BRANO SELEZIONATO:
______

A 10 mesi dal ritrovamento del corpo senza vita di Giuseppe Pedrazzini, il 77enne scoperto cadavere il il 12 maggio del 2022 in un pozzo chiuso con una pesante lastra di ferro nei pressi dalla sua abitazione, a Cerré Marabino, nel Reggiano, arriva una clamorosa svolta nell’inchiesta.

L’uomo non sarebbe morto per omicidio, ma per cause naturali. La circostanza è emersa dall’autopsia compiuta sul cadavere della vittima e quanto contenuto nella relazione scritta dal consulente tecnico nominato dal sostituto procuratore Piera Cristina Giannusa, titolare dell’inchiesta.

______

MATERIALE FORNITO:
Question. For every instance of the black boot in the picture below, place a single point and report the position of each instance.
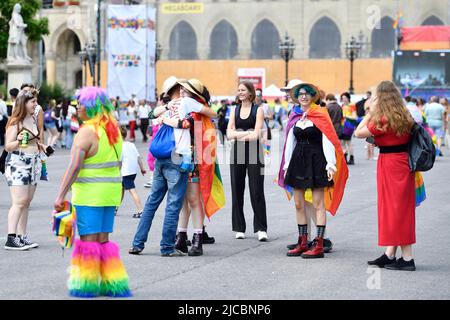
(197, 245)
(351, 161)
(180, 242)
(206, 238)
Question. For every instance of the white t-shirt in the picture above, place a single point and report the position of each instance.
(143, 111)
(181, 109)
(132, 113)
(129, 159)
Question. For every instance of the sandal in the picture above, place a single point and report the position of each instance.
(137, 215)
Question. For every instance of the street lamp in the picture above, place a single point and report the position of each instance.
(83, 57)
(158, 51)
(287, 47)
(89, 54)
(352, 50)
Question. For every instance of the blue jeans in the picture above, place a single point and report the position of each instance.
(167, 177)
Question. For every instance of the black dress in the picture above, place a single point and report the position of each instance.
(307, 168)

______

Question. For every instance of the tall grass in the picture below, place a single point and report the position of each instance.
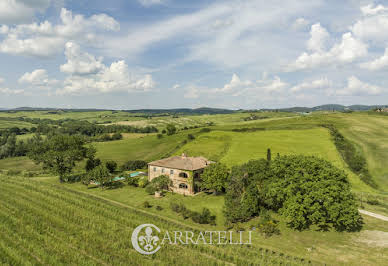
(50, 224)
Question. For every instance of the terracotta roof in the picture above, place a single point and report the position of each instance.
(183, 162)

______

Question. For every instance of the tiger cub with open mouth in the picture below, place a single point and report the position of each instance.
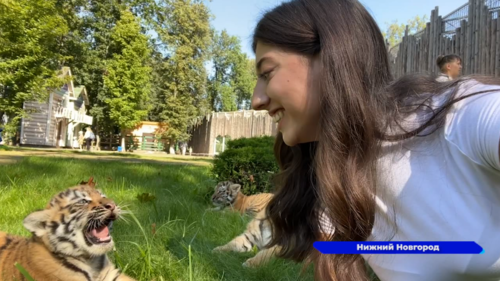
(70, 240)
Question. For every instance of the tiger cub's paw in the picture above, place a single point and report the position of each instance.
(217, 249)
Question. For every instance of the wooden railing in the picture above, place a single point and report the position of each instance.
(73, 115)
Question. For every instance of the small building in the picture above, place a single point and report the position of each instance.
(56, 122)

______

OBIETTIVO DEL COMPITO:
Riscrivi in forma più breve il paragrafo del brano selezionato che inizia con «L’uomo non sarebbe morto», mantenendone i fatti principali.

LA TUA SOLUZIONE:
Secondo l’autopsia e la relazione del consulente tecnico nominato dal sostituto procuratore Piera Cristina Giannusa, titolare dell’inchiesta, l’uomo non sarebbe stato ucciso ma sarebbe morto per cause naturali.